■ REQUEST 1: Rewrite the stretch of the listing from the line containing "For every instance of the gray" through the end of the listing, changing "green shrub" to "leafy bush" and leaving every other character as it is.
■ REQUEST 2: Extend the Band Camp review with a further paragraph that follows on from its final sentence.

And also Mr. Levenstein is there, because Eugene Levy could use the paycheck and we need a better connection to the franchise than a cameo by the Shermanator and the song "Laid" by James, which is ALL over these spinoffs.

There is a lot of odious material in Band Camp, probably the worst - other than the rampant misogyny present in pretty much every sex comedy - being a grotesque racial slur that is dropped in out of absolutely nowhere. But the first thing to get to me was the scene where Matt purchases his snooping cameras online, shelling out at least $3,000 in one fell swoop. That's a truly obnoxious amount of money for any high school student to have, and it reeks of suburban white privilege that immediately puts you on the bad side of a character who barely even has a good side.

The reason Stifler was a standout character is because Seann William Scott is an actually good actor, and Tad Hilgenbrinck's watered-down impression of him only serves to highlight how we're not going to spend a single moment with this character that could possibly be enjoyable. At least he nails the Stifler laugh, so it feels like they could actually be related in some way, but his practical joking tends toward the straight-up evil, and his need to outdo the antics of his brother makes spending time with him absolutely exhausting.

It's hard to fall for a protagonist wearing that hat.

And the comedy that actually has the capacity to be funny without being hideously offensive is just as outdated. Steve Irwin jokes were old even in 2005, but in 2019 there is absolutely no place for them. At least the fourteen year gap is one thing that isn't the movie's fault, though it probably should never have defaulted to such lazy zeitgeist humor anyway. It's not a Scary Movie spinoff or anything. And we should at least thank whatever deity you put your faith in for that.

■ RECORDS PROVIDED:
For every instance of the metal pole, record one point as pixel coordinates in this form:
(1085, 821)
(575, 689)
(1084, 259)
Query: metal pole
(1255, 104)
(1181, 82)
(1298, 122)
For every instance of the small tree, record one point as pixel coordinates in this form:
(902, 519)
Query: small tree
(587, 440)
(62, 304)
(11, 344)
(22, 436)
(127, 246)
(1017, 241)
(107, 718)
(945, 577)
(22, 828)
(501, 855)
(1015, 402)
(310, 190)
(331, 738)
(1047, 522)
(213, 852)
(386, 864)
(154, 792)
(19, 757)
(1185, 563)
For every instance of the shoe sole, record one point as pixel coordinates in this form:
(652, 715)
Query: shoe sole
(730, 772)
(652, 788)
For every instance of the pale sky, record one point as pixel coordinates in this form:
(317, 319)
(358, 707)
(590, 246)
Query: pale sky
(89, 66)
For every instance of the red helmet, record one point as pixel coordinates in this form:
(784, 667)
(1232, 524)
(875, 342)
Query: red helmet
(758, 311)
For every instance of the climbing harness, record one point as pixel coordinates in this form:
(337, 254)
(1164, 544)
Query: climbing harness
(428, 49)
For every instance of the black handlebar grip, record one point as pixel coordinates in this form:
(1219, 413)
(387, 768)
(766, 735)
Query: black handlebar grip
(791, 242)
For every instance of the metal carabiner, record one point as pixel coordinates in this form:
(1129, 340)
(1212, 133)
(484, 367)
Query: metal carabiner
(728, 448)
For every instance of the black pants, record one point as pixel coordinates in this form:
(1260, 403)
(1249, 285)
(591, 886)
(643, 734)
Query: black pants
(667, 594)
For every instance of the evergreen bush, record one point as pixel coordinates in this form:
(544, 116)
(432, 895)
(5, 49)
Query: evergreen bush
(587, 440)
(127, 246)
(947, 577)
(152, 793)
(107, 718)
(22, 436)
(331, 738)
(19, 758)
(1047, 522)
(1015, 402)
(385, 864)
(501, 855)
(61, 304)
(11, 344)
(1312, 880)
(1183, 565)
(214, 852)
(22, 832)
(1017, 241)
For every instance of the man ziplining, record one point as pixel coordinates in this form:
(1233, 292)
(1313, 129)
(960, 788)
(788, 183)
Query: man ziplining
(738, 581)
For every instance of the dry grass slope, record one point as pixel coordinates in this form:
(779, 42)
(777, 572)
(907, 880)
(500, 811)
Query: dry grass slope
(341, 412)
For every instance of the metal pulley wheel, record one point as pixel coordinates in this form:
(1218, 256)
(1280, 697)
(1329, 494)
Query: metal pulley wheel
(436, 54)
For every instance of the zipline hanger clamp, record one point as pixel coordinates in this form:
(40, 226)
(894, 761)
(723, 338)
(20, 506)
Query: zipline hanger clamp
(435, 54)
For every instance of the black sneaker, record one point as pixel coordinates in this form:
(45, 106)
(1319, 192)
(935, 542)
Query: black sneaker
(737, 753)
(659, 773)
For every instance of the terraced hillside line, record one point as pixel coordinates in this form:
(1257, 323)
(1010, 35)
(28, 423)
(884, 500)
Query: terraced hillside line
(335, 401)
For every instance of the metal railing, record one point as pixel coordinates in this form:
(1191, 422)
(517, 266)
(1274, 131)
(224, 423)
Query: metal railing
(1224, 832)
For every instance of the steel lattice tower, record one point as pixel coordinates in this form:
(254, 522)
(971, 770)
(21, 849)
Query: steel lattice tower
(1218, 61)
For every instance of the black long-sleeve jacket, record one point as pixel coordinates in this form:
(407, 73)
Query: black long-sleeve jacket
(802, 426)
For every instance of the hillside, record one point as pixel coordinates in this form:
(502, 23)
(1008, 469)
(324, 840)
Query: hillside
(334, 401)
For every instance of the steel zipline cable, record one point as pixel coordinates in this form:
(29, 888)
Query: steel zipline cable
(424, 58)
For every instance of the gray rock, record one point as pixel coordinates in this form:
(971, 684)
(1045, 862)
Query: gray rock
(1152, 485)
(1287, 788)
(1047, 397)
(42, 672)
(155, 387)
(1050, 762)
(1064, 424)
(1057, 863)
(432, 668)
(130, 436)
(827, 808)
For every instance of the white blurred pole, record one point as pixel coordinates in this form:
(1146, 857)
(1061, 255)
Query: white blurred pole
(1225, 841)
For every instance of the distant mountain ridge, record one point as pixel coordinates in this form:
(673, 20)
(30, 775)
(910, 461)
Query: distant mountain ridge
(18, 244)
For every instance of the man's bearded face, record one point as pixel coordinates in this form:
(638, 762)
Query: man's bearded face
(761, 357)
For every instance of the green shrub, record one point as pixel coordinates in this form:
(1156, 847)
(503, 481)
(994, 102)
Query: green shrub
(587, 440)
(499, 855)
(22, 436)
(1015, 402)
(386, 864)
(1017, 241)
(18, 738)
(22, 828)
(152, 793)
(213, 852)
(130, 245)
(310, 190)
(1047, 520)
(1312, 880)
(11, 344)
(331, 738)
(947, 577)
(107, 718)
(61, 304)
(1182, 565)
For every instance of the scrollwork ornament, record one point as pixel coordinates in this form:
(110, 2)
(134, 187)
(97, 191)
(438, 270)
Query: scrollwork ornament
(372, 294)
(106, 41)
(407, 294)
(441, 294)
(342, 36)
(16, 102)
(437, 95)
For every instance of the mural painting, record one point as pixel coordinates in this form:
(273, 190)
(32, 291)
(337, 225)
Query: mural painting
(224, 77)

■ FINAL ANSWER 1:
For every instance of the gray rock, record one point as pixel coordinates in this form:
(971, 684)
(1045, 862)
Query: gray rock
(1152, 485)
(1287, 788)
(1047, 397)
(42, 672)
(155, 387)
(1050, 762)
(1064, 424)
(1057, 863)
(432, 668)
(130, 436)
(827, 808)
For every instance of the white blurred pole, record one point as pixel coordinates in this form:
(1146, 857)
(1061, 255)
Query: white blurred pole
(1225, 841)
For every instance of the distant mountain ridge, record one point as pixel coordinates in this form:
(673, 20)
(30, 775)
(910, 461)
Query: distant mountain ridge
(18, 244)
For every instance of the man's bearded face, record one point as pixel coordinates in this form:
(638, 762)
Query: man's bearded face
(761, 357)
For every instance of the leafy bush, record one point as pixel coordinates in this form:
(1156, 847)
(503, 481)
(994, 102)
Query: leafy bush
(587, 440)
(499, 855)
(22, 436)
(1015, 402)
(386, 864)
(1017, 241)
(18, 738)
(22, 828)
(152, 793)
(213, 852)
(130, 245)
(310, 190)
(1047, 520)
(1312, 880)
(11, 344)
(331, 738)
(947, 577)
(107, 718)
(61, 304)
(1182, 565)
For every instance of the scrollwork ornament, record one point as pixel coordinates in this form:
(110, 2)
(134, 187)
(97, 191)
(438, 270)
Query: scrollwork ornament
(372, 294)
(106, 41)
(407, 294)
(441, 294)
(342, 36)
(16, 102)
(437, 95)
For every instance of the mural painting, record one point as pixel coordinates in this form:
(273, 190)
(32, 291)
(337, 225)
Query: mural painting
(224, 77)

■ FINAL ANSWER 2:
One thing that's unequivocally positive about the movie (finally!) is that it has a bangin' soundtrack. I think the bands that agreed to be featured assumed incorrectly that it was an actual American Pie movie, but for whatever dubious reason we got it, we have Jimmy Eat World, Matt Nathanson, Snow Patrol, Good Charlotte, and Breaking Benjamin all over this movie. And whatever your mileage is with those various artists, they are bands that you've heard of and it creates a beautiful time warp back to the sonic landscape of the mid-2000's.

And I guess here's the part where we should talk about Eugene Levy, who is the only person you've heard of in any of these movies, and who will be our constant companion through the next three entries (that's right, they made four of these). He was pretty well cemented into his character's schtick at this point, so nobody could expect him to add anything to it, but it's at least consistent with the work he put in throughout the rest of the series. The script is not, so he blunders with the expected half-prudish, half-supportive awkwardness through situations that don't really make sense with people he has no real reason to interact with, but at least he's doing something. Right?

Right?!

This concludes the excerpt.